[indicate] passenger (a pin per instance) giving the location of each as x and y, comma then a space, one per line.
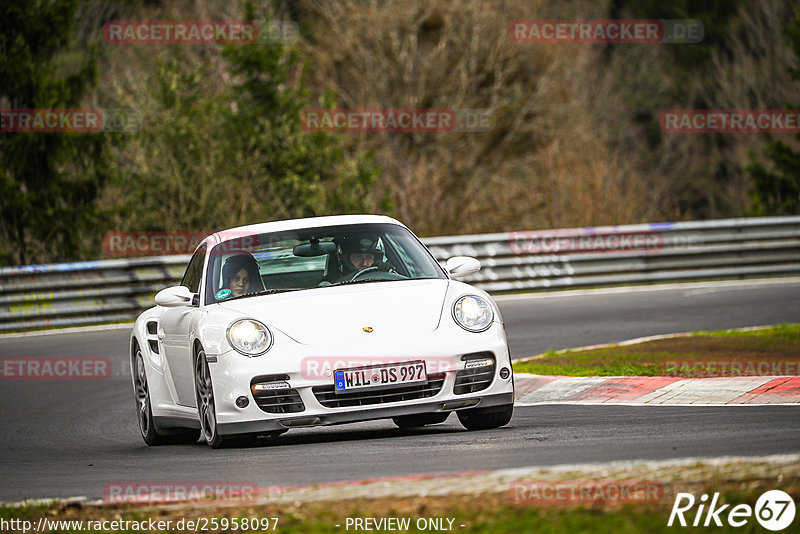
241, 275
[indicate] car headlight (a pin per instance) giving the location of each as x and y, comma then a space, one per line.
473, 313
249, 337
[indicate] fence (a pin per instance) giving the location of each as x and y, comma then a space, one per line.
67, 294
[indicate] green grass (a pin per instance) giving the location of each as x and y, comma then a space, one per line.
778, 343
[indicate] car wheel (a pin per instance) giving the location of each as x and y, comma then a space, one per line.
204, 394
486, 418
144, 411
421, 419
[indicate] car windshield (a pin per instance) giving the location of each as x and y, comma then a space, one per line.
252, 264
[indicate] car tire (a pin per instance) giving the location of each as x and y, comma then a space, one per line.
486, 418
144, 411
204, 396
421, 419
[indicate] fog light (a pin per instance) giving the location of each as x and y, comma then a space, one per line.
483, 362
270, 386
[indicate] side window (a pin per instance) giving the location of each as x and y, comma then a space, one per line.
194, 272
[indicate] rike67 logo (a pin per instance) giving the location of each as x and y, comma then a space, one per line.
774, 510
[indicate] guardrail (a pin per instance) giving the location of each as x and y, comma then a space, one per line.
68, 294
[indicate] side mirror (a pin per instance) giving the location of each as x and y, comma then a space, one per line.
174, 296
461, 266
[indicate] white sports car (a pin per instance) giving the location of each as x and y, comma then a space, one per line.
314, 322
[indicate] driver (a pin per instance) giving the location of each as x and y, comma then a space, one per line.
361, 252
241, 275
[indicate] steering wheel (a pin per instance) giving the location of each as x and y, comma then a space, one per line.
362, 271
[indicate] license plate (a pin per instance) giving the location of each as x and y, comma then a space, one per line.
377, 376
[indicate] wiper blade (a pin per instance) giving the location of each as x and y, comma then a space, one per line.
264, 292
347, 282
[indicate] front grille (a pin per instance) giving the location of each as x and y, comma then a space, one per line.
476, 379
286, 400
328, 397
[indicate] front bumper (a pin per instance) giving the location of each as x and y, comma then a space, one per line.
286, 421
232, 374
------------------------
### WHAT YOU NEED TO DO
Reproduce every line of the data above, exactly as it stands, but not the pictures.

### SOLUTION FOR THIS TASK
[indicate] passenger (a pin per instance) giving the location of each as x and y, comma then a space, one per line.
241, 275
[indicate] car headlight (a pin per instance) giving the location of each as x and y, comma then a space, one per line.
473, 313
249, 337
[indicate] fence (a pin per instance) giving the location of each as x and y, comma then a space, one per line.
67, 294
[indicate] green grass (a pin per instance) giving the location of each as x and y, comma then a space, one per line.
778, 343
[indicate] car wheel (a pin per instance) giving the location of each as x and y, comma then a space, one per line.
204, 394
486, 418
144, 411
421, 419
[indicate] car windshield (a pin per instance) giving the location of each as x and y, comma then a space, one per line.
252, 264
[indicate] car tire (a pin per instance) giving the location of each as x and y, comma then a space, one per line.
486, 418
144, 411
204, 396
421, 419
[indicate] fog light (a pin per instance) giving the location of each as x and y, comma then a space, one per line.
483, 362
270, 386
[indicate] side window (a pin per instance) giving the location of each as x and y, comma then a space, one per line.
194, 272
[indicate] rike67 logo (a pin per instance) giving the location of each as x and y, comma then a space, one per line.
774, 510
[indicate] guardrail (a pin per instance) giving the location of each as x and y, comma then a space, one per line.
68, 294
[indicate] side mirror (a pin per instance) giving the location of each as x and y, comma then a space, one per line.
174, 296
461, 266
[indicate] white sports car (a pin per instance) giving the location of each as x and y, comma then a space, one per line.
314, 322
[indicate] driver (a pin per instance) giving the location of each as x and y, comma then a space, one per line.
361, 252
241, 275
[indicate] steering wheel (a pin per instance) giving the location of each as x and y, comma then a space, one per line.
362, 271
[indicate] license plate (a pin per instance) giving the location of each as x and y, comma then a space, one per line.
377, 376
[indicate] wiper blade (a pin per instance) giving the location of each as x and y, comma then a space, one per line.
264, 292
347, 282
[indicate] front grille (a pin per instance) giving the location of each as x and y, comma then a space, one per line.
476, 379
286, 400
328, 397
[indicate] front bumper (a pin per instance) giving the location of each as x and y, comma then a space, one per line.
286, 421
232, 374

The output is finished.